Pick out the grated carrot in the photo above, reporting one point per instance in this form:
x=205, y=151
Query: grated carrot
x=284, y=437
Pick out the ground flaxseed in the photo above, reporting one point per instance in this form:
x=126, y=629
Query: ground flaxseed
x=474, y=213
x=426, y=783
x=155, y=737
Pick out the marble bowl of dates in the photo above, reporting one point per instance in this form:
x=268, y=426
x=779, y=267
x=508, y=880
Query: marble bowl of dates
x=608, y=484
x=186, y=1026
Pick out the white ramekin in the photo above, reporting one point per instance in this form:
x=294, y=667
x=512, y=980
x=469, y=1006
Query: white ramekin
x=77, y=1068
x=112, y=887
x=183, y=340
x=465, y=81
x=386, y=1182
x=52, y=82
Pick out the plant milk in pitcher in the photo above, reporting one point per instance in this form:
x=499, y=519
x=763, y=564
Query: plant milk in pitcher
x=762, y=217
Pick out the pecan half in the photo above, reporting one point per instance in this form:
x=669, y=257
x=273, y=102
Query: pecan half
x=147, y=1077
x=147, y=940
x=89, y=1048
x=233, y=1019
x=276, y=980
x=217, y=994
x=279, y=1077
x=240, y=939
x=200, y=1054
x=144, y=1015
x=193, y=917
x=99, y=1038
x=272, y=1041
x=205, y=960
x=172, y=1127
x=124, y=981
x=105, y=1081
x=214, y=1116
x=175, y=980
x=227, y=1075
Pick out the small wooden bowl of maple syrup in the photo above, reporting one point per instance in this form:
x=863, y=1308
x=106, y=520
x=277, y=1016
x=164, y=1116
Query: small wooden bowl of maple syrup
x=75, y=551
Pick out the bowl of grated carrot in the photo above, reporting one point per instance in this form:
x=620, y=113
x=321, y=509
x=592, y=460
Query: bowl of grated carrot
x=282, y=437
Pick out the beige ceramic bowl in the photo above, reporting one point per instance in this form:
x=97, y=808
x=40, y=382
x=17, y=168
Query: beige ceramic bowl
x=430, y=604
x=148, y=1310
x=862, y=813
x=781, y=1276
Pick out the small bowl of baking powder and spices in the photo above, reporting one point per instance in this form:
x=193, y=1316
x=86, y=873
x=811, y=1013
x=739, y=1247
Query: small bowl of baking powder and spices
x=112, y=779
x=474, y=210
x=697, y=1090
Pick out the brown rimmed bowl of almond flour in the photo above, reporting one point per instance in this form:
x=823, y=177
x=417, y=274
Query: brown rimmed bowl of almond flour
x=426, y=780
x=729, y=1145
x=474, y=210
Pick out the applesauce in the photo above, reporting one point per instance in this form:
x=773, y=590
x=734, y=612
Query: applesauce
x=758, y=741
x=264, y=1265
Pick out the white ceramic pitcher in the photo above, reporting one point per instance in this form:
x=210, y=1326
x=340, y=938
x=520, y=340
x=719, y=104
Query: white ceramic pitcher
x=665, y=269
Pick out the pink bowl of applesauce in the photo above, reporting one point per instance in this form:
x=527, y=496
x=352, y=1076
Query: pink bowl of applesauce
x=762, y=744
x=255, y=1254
----------------
All that belongs in your answer is the stretch of entries above from the line with "Pick out the applesauce" through the line with "x=352, y=1076", printed exactly.

Pick out the applesauce in the photo above, reporting one point per instance in this form:
x=773, y=590
x=734, y=612
Query: applesauce
x=758, y=741
x=264, y=1265
Pick out the white ceramic pitcher in the photo above, reporting one point per instance in this form:
x=210, y=1326
x=340, y=938
x=520, y=340
x=719, y=104
Query: white ceramic pitcher
x=665, y=269
Pick out the pink bowl of applesauce in the photo above, reporting one point per instance in this form:
x=527, y=496
x=352, y=1076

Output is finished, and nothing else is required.